> **SELECTED EXCERPT**
Roundtable

Making Monuments What They Ought to Be

A preface to the new edition of Standing Soldiers, Kneeling Slaves.

By Kirk Savage

Tuesday, August 14, 2018

“African America Civil War Memorial,” 2006. By Carol M. Highsmith. Library of Congress, Prints and Photographs Division.

African America Civil War Memorial, 2006. Photograph by Carol M. Highsmith. Library of Congress, Prints and Photographs Division.

In the spring of 1890, John Mitchell, the fiery twenty-six-year-old editor of the black newspaper the Richmond Planet, made sure that his paper covered the dedication of Richmond’s majestic monument to Robert E. Lee, notable as the first heroic equestrian statue of a Confederate erected anywhere in the United States. Mitchell had been born enslaved in Richmond during the war fought by Lee and the Confederacy to keep him and his people in bondage. Shortly after the statue’s unveiling, he wrote, “The Negro…put up the Lee Monument, and should the time come, will be there to take it down.”

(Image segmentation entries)
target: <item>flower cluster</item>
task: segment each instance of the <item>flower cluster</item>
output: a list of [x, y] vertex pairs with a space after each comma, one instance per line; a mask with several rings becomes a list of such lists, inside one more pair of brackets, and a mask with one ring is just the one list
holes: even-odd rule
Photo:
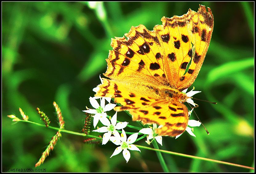
[[[103, 82], [102, 79], [100, 76], [101, 83]], [[98, 87], [93, 89], [93, 91], [97, 92], [99, 89]], [[200, 93], [201, 91], [193, 91], [194, 88], [191, 91], [186, 93], [187, 89], [183, 90], [182, 92], [186, 93], [187, 96], [190, 97], [186, 101], [194, 106], [197, 105], [191, 99], [192, 96], [194, 94]], [[110, 140], [115, 144], [119, 146], [115, 150], [114, 153], [110, 157], [112, 157], [120, 153], [123, 151], [123, 155], [124, 159], [128, 162], [130, 157], [130, 154], [128, 150], [136, 150], [140, 151], [140, 150], [135, 145], [132, 144], [135, 142], [138, 138], [139, 132], [146, 135], [147, 140], [146, 142], [148, 145], [150, 144], [152, 141], [155, 139], [156, 142], [162, 145], [162, 137], [157, 135], [155, 133], [155, 130], [158, 128], [161, 128], [162, 125], [160, 125], [158, 128], [156, 124], [153, 124], [152, 127], [149, 126], [149, 127], [141, 129], [138, 133], [134, 133], [131, 135], [128, 138], [127, 138], [125, 132], [124, 130], [128, 125], [129, 123], [125, 122], [119, 122], [117, 121], [117, 112], [116, 112], [112, 117], [108, 117], [106, 112], [113, 109], [116, 107], [116, 104], [110, 103], [111, 98], [109, 97], [100, 97], [94, 96], [90, 97], [89, 98], [90, 102], [94, 109], [88, 108], [86, 107], [86, 110], [83, 112], [94, 114], [91, 116], [93, 118], [93, 125], [94, 128], [96, 127], [99, 121], [100, 121], [105, 126], [101, 127], [97, 127], [97, 128], [92, 130], [93, 132], [104, 133], [102, 137], [102, 145], [106, 144]], [[99, 99], [100, 104], [97, 100]], [[108, 103], [105, 105], [106, 101]], [[189, 113], [189, 117], [190, 117], [193, 109]], [[108, 119], [109, 118], [109, 119]], [[110, 121], [109, 120], [110, 120]], [[201, 123], [198, 121], [193, 120], [189, 120], [188, 126], [186, 128], [186, 130], [191, 135], [195, 137], [193, 133], [193, 129], [189, 126], [199, 126]], [[121, 133], [120, 130], [122, 132]], [[119, 133], [121, 133], [120, 134]], [[180, 136], [182, 134], [177, 135], [176, 139]]]

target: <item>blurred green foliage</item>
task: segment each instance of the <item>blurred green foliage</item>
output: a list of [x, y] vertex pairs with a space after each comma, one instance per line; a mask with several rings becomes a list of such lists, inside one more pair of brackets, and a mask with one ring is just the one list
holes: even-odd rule
[[[195, 110], [210, 134], [200, 127], [195, 130], [197, 138], [187, 133], [177, 140], [164, 137], [160, 148], [254, 166], [254, 2], [104, 2], [97, 11], [87, 2], [2, 2], [2, 171], [35, 169], [55, 133], [31, 124], [13, 124], [6, 115], [20, 117], [20, 107], [29, 120], [43, 124], [35, 110], [39, 107], [51, 125], [57, 126], [55, 101], [66, 129], [80, 131], [85, 117], [82, 111], [91, 106], [92, 89], [106, 69], [111, 38], [122, 37], [131, 26], [140, 24], [152, 30], [163, 16], [180, 16], [189, 8], [197, 11], [199, 4], [210, 8], [214, 19], [209, 50], [193, 85], [202, 91], [197, 98], [218, 102], [197, 102], [200, 106]], [[100, 16], [102, 12], [106, 17]], [[118, 119], [132, 122], [124, 112]], [[132, 151], [127, 164], [121, 154], [109, 158], [116, 147], [113, 144], [84, 144], [83, 138], [63, 133], [39, 168], [48, 172], [162, 171], [155, 152]], [[147, 146], [143, 141], [136, 143]], [[163, 155], [173, 172], [249, 171]]]

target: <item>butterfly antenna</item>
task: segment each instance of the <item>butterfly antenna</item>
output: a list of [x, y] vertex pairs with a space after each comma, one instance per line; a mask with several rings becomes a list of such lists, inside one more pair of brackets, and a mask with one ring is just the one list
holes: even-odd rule
[[[188, 103], [188, 104], [189, 104], [189, 106], [190, 106], [190, 108], [191, 108], [191, 109], [193, 109], [193, 108], [192, 108], [192, 106], [191, 106], [191, 105], [189, 104], [189, 103]], [[202, 122], [201, 122], [201, 120], [200, 120], [200, 119], [199, 119], [199, 118], [198, 118], [198, 116], [197, 116], [197, 113], [196, 113], [195, 111], [194, 111], [194, 110], [193, 110], [193, 111], [195, 113], [195, 114], [196, 114], [196, 115], [197, 116], [197, 118], [198, 119], [198, 120], [199, 120], [199, 121], [200, 121], [200, 122], [201, 123], [201, 124], [202, 124], [202, 126], [203, 126], [203, 127], [204, 127], [204, 128], [205, 128], [205, 131], [206, 131], [206, 132], [207, 133], [207, 134], [208, 134], [208, 135], [209, 135], [209, 134], [210, 134], [210, 133], [209, 133], [209, 132], [208, 131], [208, 130], [207, 130], [207, 129], [206, 129], [206, 128], [205, 128], [205, 125], [204, 125], [204, 124], [203, 124], [203, 123], [202, 123]]]
[[201, 100], [201, 99], [198, 99], [197, 98], [194, 98], [194, 97], [193, 98], [193, 99], [195, 99], [196, 100], [199, 100], [200, 101], [205, 101], [206, 102], [208, 102], [208, 103], [212, 103], [212, 104], [217, 104], [217, 102], [212, 102], [211, 101], [207, 101], [207, 100]]

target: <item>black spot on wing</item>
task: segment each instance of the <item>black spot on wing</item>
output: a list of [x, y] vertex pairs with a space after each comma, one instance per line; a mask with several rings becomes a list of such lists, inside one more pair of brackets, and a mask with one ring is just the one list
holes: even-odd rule
[[144, 62], [143, 60], [140, 60], [140, 62], [139, 63], [139, 68], [138, 68], [137, 71], [140, 71], [145, 66], [145, 63]]
[[129, 59], [126, 58], [124, 59], [124, 60], [123, 62], [123, 63], [122, 63], [121, 65], [122, 66], [128, 66], [130, 64], [130, 62]]
[[187, 68], [187, 66], [188, 65], [188, 62], [185, 62], [181, 63], [181, 68], [185, 70], [186, 68]]
[[144, 115], [146, 115], [148, 113], [148, 111], [145, 111], [144, 110], [140, 110], [139, 111], [141, 112], [142, 112], [144, 114]]
[[174, 53], [172, 53], [170, 54], [168, 54], [168, 58], [172, 62], [174, 62], [176, 59], [176, 55]]
[[174, 41], [174, 47], [177, 49], [179, 49], [181, 47], [181, 42], [180, 40], [178, 40], [176, 41]]
[[181, 40], [182, 40], [182, 41], [185, 43], [186, 43], [189, 41], [189, 38], [187, 36], [186, 36], [183, 34], [181, 35]]
[[149, 68], [151, 70], [156, 70], [160, 69], [160, 66], [156, 62], [151, 63], [150, 63]]
[[202, 31], [202, 34], [201, 35], [201, 40], [205, 42], [206, 41], [206, 30], [204, 29]]
[[134, 55], [135, 53], [130, 48], [128, 48], [128, 51], [125, 53], [125, 56], [130, 58], [132, 58]]
[[144, 55], [146, 53], [148, 53], [150, 51], [149, 46], [146, 42], [144, 42], [141, 45], [139, 46], [139, 48], [140, 49], [137, 51], [137, 52], [139, 54], [142, 55]]

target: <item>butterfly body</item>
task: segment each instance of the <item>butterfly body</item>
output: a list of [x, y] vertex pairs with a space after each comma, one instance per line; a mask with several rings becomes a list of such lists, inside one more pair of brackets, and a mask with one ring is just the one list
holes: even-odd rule
[[112, 39], [108, 69], [95, 96], [113, 98], [134, 121], [161, 125], [159, 135], [183, 133], [189, 120], [182, 93], [196, 78], [209, 44], [213, 26], [211, 9], [200, 5], [181, 16], [163, 17], [152, 31], [132, 27], [124, 37]]

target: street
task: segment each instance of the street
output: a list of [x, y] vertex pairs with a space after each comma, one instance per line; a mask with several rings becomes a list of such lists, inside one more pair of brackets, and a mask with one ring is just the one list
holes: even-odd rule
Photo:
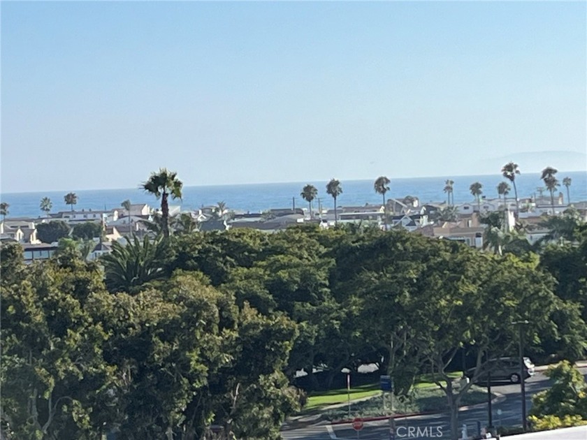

> **BRIEF A**
In the excerpt about the Richmond monument to Robert E. Lee, what made that statue notable? Answer in one to three sentences.
> **BRIEF B**
From the records, echo the lines starting with the line that contains "target: <item>butterfly body</item>" and going on through the line that contains "27], [124, 37]]", both included.
The essay excerpt and the records are unrelated pieces of material.

> **TASK ANSWER A**
The statue was notable because it was the first heroic equestrian statue of a Confederate erected anywhere in the United States.

> **TASK ANSWER B**
target: <item>butterfly body</item>
task: segment each instance of the <item>butterfly body</item>
output: a list of [x, y] vertex pairs with a space after each comma, one instance per line; a mask with several rings becomes a list of such lists, inside one more pair of brackets, and a mask with one ring is just the one list
holes: even-odd rule
[[112, 39], [108, 69], [95, 96], [113, 98], [134, 121], [161, 125], [159, 135], [183, 133], [189, 120], [182, 93], [196, 78], [209, 44], [213, 26], [211, 9], [200, 5], [181, 16], [163, 17], [152, 31], [132, 27], [124, 37]]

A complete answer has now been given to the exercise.